→ **KUTIPAN TEKS**:
- - -

Oleh : Imam Yazid
Istishlah merupakan suatu konsep dalam pemikiran hukum
Islam yang menjadikan mashlahah yang sifatnya tidak terikat (mursalah)
menjadi suatu hukum sekunder. Karenanya konsep ini lebih dikenal dengan sebutan
al-Mashlahah al-Mursalah. Konsep penalaran ini bermula dikembangkan
dalam aliran pemikiran hukum islam Malikiyah.[1]
Tapi pada hakekatnya konsep ini telah dikenal dan digunakan oleh angkatan
pertama ahl al-ijtihad, kalangan Sahabat dan Tabi’in. Kemudian
dilanjutkan oleh Imam al-Ghazali dari aliran Syafi’iyah dengan beberapa
penyempurnaan. Namun konsep ini ditolak oleh aliran Zhahiriyyah dan Syi’ah.[2]
Istishlah ( اَلْاِسْتِصْلاَحُ ) adalah bentuk mashdar
dariيَسْتَصْلِحُ اِسْتَصْلَحَ - yang berasal dari kata صَلَحَ yang bermakna “baik”, lawan dari
kata buruk atau rusak.[3]
Bentuk mashdar dari صَلَحَ adalah
الصَلاَحُ yang
semakna dengan mashlahat. Mashlahat itu sendiri mengandung arti
adanya manfaat baik secara asal maupun melalui suatu proses, seperti
menghasilkan kenikmatan dan faedah, ataupun pencegahan dan penjagaan, seperti
menjauhi kemudaratan dan penyakit. Semua itu bisa dikatakan mashlahah.[4]
Mashlahah dalam
bahasa Arab berarti perbuatan yang mendorong kepada kebaikan manusia. Dalam
pengertian umum adalah setiap yang bermanfaat bagi manusia, baik dalam arti
menarik atau menghasilkan seperti menghasilkan keuntungan atau kesenangan; atau
dalam arti menolak atau menghindarkan seperti menolak kemudaratan atau
kerusakan.
Al-Ghazali menjelaskan bahwa hakikat dari mashlahat
adalah
المحافظة على مقصود الشرع ومقصود الشرع من
الخلق خمسة وهو أن يحفظ عليهم دينهم ونفسهم وعقلهم ونسلهم ومالهم[5]
“Memelihara
tujuan syara’. Tujuan syari’at dari makhluk itu ada lima, yaitu menjaga agama,
jiwa, akal, keturunan dan harta mereka.”

- - -

[Sebuah blok data]
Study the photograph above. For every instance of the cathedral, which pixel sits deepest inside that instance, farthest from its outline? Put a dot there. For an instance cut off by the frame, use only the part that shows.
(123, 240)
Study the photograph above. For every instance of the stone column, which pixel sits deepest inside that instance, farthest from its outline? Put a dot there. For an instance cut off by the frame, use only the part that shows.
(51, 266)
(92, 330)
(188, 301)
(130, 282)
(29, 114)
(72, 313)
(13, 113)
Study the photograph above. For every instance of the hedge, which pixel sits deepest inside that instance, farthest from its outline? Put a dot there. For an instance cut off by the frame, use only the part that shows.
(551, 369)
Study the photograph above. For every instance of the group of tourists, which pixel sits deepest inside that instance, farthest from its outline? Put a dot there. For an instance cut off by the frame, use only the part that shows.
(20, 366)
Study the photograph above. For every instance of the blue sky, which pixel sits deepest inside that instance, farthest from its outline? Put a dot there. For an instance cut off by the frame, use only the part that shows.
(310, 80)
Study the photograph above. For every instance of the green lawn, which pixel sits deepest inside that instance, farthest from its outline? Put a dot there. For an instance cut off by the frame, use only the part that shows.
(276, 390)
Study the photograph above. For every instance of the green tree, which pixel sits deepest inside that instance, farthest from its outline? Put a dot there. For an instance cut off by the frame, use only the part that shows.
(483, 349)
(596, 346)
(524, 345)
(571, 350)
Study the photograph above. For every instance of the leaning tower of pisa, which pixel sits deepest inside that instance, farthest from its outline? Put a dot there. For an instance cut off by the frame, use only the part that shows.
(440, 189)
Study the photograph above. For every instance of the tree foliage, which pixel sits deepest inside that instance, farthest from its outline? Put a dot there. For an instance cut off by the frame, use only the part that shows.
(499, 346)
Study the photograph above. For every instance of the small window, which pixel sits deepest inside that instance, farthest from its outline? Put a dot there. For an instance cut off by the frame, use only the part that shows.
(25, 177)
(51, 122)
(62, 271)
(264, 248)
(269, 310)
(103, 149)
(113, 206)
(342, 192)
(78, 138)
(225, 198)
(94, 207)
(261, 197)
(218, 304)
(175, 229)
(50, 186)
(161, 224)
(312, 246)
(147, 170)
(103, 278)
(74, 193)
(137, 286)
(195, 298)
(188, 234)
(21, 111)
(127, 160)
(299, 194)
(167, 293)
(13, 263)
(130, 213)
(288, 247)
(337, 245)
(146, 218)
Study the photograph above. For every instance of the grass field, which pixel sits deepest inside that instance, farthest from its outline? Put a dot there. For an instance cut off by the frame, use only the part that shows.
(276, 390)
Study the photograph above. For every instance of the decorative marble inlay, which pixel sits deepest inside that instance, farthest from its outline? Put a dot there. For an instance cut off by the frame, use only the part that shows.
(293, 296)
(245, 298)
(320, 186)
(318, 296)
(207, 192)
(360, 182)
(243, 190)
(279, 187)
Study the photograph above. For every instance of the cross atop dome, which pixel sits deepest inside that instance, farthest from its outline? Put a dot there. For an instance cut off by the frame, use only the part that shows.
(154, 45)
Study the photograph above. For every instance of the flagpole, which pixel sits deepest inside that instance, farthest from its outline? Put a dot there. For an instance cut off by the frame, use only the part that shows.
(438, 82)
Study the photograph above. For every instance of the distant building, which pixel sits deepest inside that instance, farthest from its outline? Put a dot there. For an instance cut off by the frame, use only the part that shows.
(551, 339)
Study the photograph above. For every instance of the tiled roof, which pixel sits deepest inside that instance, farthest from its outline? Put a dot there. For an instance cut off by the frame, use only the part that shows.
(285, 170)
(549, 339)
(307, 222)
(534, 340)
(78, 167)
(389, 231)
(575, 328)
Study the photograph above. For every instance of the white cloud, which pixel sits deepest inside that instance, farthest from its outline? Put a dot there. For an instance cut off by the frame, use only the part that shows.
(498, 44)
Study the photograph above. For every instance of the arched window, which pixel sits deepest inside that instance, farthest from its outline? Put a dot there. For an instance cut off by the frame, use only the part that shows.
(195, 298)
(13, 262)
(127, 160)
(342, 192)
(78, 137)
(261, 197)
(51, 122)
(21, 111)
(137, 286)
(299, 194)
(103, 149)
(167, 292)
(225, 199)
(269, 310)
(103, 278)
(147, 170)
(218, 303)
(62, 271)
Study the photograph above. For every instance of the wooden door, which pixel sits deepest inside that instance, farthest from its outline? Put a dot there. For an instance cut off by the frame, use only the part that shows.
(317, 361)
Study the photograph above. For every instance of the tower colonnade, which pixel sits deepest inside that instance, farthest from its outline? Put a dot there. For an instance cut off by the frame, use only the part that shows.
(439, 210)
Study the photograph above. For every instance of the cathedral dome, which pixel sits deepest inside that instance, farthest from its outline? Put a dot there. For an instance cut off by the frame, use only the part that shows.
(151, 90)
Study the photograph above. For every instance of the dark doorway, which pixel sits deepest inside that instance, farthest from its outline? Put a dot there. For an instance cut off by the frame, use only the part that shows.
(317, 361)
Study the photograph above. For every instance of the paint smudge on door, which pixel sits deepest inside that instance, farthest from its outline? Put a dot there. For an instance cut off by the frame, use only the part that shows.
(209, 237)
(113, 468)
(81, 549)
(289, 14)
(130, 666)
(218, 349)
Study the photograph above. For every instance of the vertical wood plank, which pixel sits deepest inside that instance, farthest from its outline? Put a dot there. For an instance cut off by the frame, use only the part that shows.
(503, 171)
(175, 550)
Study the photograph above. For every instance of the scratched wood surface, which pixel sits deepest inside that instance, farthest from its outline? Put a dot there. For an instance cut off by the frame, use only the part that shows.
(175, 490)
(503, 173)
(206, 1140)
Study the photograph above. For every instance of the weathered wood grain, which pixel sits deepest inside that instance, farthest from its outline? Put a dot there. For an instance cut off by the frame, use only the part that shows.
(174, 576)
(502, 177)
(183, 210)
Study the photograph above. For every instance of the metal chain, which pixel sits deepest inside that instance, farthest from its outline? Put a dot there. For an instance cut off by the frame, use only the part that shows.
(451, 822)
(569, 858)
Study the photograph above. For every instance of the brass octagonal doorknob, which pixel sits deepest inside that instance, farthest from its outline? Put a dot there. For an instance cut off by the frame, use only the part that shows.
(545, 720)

- - -

→ **YANG HARUS DIKERJAKAN**:
1. Menurut teks tentang istishlah, aliran pemikiran hukum Islam mana saja yang menolak konsep tersebut?
2. Sebutkan semua hal yang menurut al-Ghazali wajib dijaga sebagai tujuan syari'at, sesuai teks tentang istishlah.
3. Teruskan teks tentang istishlah mulai setelah kalimat terakhirnya.

→ **JAWABAN**:
1. Aliran Zhahiriyyah dan Syi'ah.

2. Agama, jiwa, akal, keturunan, dan harta.

3.
Amir Syarifuddin menyimpulkan bahwa maslahat itu adalah
sesuatu yang dipandang baik oleh akal sehat karena mendatangkan kebaikan dan
menghindarkan keburukan (kerusakan) bagi manusia, sejalan dengan tujuan syara’
dalam menetapkan hukum.[6]
Terlihat ada perbedaan antara mashlahah dalam
pengertian bahasa dengan mashlahah dalam pengertian syara’. Perbedaannya
terlihat dari segi tujuan syara’ yang dijadikan rujukan. Maslahat dalam
pengertian bahasa merujuk pada tujuan pemenuhan kebutuhan manusia dan karenanya
mengandung pengertian untuk mengikuti syahwat atau hawa nafsu. Sedangkan pada
maslahat menurut syara’ yang selalu menjadi rujukannya adalah tujuan syara’
yaitu memelihara agama, jiwa, akal, keturunan dan harta tanpa melepaskan tujuan
pemenuhan kebutuhan manusia yaitu mendapatkan kesenangan dan menghindarkan
ketidaksenangan.
Ulama ushul menggunakan beberapa peristilahan yang
berbeda berkaitan dengan metode mencari kemaslahatan ini. Sebagian ulama menggunakan istilah al-Mashlahah
al-Mursalah ( المصلحة
المرسلة ), ada pula yang menggunakan al-Munasib al-Mursal
( المناسب المرسل ) oleh
Ibu Hajib dan Baidawi, al-Istidlal al-Mursal ( الاستدلال المرسل ) oleh Syatibi, atau al-Istishlah
( الاستصلة ) oleh
Al-Gazali.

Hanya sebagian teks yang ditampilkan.